- _DATA SUPPLIED_:

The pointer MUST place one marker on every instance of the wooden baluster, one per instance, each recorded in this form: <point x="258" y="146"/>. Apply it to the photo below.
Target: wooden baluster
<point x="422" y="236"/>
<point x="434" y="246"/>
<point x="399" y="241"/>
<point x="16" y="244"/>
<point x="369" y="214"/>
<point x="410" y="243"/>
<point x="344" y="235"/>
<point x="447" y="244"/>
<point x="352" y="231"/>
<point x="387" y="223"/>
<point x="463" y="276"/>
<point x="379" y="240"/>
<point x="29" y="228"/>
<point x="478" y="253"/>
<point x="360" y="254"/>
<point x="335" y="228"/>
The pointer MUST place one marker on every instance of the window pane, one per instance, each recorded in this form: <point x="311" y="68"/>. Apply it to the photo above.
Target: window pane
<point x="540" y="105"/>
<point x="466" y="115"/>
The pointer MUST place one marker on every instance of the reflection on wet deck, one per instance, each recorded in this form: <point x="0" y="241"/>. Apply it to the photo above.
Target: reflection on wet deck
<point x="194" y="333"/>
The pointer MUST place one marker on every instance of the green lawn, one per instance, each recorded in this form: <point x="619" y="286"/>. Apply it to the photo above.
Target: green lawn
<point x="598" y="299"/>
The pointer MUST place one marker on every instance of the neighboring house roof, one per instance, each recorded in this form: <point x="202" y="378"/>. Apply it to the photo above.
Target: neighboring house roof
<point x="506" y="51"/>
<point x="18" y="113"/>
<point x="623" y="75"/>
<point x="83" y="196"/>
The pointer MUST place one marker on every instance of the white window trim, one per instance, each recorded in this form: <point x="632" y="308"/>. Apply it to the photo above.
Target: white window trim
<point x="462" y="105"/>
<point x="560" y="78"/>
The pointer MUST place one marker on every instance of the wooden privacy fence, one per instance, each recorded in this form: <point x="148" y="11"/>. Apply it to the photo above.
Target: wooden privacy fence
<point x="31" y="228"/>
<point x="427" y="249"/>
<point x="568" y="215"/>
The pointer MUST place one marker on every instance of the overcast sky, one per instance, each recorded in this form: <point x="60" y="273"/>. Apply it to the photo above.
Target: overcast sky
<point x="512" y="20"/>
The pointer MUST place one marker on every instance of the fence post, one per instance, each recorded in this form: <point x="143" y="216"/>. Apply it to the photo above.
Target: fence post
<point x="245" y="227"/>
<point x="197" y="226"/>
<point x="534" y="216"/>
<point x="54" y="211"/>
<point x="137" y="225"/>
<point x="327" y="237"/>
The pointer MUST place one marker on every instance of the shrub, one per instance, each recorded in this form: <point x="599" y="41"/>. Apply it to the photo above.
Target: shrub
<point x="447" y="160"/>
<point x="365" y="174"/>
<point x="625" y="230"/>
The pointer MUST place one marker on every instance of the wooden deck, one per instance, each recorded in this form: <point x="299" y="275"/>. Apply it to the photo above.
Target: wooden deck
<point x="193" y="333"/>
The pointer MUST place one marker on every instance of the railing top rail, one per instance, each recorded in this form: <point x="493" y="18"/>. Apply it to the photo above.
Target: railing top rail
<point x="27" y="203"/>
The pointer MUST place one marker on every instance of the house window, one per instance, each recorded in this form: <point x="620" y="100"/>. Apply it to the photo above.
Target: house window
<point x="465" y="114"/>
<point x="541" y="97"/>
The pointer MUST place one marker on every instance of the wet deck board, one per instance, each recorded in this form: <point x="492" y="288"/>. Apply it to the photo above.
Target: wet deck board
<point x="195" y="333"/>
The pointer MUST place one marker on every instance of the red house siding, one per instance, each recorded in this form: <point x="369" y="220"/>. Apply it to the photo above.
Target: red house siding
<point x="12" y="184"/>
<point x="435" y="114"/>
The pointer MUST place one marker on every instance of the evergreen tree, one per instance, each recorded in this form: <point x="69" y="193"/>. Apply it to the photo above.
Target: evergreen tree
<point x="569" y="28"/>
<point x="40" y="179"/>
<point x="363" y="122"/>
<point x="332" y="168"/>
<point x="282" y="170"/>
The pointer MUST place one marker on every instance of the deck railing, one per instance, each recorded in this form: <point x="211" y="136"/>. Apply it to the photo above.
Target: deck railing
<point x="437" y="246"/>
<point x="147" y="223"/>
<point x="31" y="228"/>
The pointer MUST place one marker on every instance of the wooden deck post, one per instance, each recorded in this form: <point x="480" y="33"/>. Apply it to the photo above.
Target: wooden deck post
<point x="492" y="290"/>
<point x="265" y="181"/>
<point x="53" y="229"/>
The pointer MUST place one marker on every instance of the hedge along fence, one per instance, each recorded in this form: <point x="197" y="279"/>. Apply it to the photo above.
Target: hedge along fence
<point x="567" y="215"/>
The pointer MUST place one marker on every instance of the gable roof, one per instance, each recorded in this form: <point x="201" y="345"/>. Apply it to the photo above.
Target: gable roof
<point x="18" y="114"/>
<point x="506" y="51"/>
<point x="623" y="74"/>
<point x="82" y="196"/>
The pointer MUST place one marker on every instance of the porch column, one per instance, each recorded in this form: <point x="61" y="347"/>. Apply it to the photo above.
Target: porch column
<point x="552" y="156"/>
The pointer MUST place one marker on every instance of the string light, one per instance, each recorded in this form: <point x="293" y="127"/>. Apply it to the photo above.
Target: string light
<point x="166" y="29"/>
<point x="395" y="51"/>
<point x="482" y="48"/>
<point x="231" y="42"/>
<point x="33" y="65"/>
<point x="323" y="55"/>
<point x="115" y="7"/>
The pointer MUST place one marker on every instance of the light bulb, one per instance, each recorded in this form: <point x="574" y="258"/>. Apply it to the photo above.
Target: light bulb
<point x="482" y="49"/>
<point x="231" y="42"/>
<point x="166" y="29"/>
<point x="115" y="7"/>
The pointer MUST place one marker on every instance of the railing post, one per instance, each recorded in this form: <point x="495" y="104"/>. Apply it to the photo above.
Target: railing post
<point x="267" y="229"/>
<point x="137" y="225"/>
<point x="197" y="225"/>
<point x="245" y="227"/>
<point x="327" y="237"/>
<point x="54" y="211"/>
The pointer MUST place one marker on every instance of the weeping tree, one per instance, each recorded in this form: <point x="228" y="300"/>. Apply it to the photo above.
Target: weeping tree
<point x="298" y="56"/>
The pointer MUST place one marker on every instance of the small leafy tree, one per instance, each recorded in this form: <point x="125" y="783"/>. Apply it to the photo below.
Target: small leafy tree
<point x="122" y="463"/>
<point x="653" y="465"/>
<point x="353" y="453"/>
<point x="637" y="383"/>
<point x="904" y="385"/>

- _PROMPT_: Exact duplication is required for the lines above, from the line that contains "of the fence" to the line that contains "of the house", inclusive; omit all others.

- _RESULT OF THIS EXERCISE_:
The pointer MUST place one marker on every instance of the fence post, one per instance, each recorded in this form: <point x="143" y="216"/>. Apply it to the photo above.
Target: fence post
<point x="245" y="227"/>
<point x="197" y="226"/>
<point x="534" y="216"/>
<point x="54" y="211"/>
<point x="137" y="225"/>
<point x="327" y="237"/>
The pointer MUST place one marker on every instance of the shrub, one per instance, each recorded in this form: <point x="599" y="41"/>. Apply it to the photo above.
Target: shrub
<point x="447" y="160"/>
<point x="365" y="174"/>
<point x="625" y="230"/>
The pointer MUST place one marker on every instance of the wooden deck, one per instance, each recorded in this form: <point x="299" y="275"/>. Apply it to the photo above.
Target: wooden deck
<point x="193" y="333"/>
The pointer MUST place one marker on every instance of the railing top rail, one per instance, each recorded in this form: <point x="493" y="18"/>. Apply it to the photo above.
Target: railing top rail
<point x="27" y="203"/>
The pointer MUST place one marker on every instance of the house window, one per instance, each recorded in this form: <point x="620" y="100"/>. Apply it to the photo above.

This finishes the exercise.